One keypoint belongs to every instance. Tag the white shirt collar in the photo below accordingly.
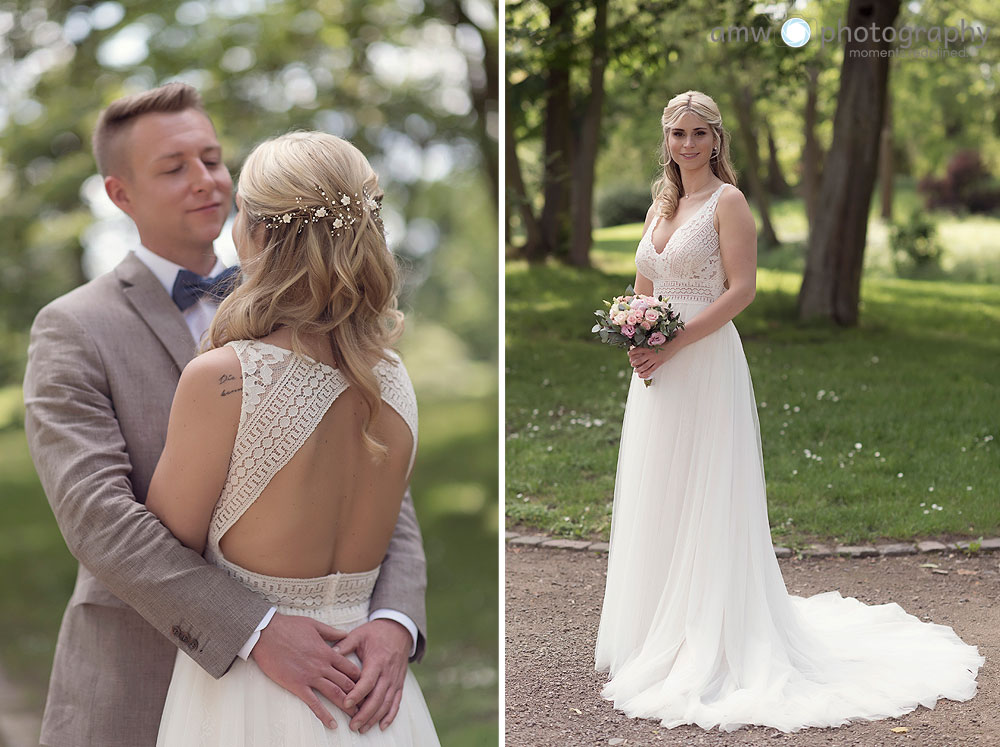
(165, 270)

==

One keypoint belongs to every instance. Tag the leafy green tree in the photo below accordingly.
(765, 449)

...

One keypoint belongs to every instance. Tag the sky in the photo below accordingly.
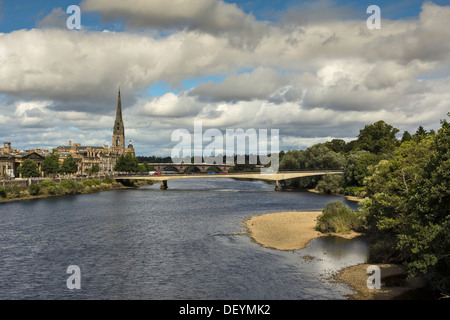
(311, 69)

» Problem requirements
Please pull out every line of the data above that contains the word "keypoint".

» Output for this exercise
One keypoint belongs to every instance. Tag the white shirt collar in the photo below accordingly.
One keypoint belongs to every instance. Tag the leafy green tree in the photo below accordingly.
One keypoint belongs to every instance. Tag the sky in the photo below accordingly.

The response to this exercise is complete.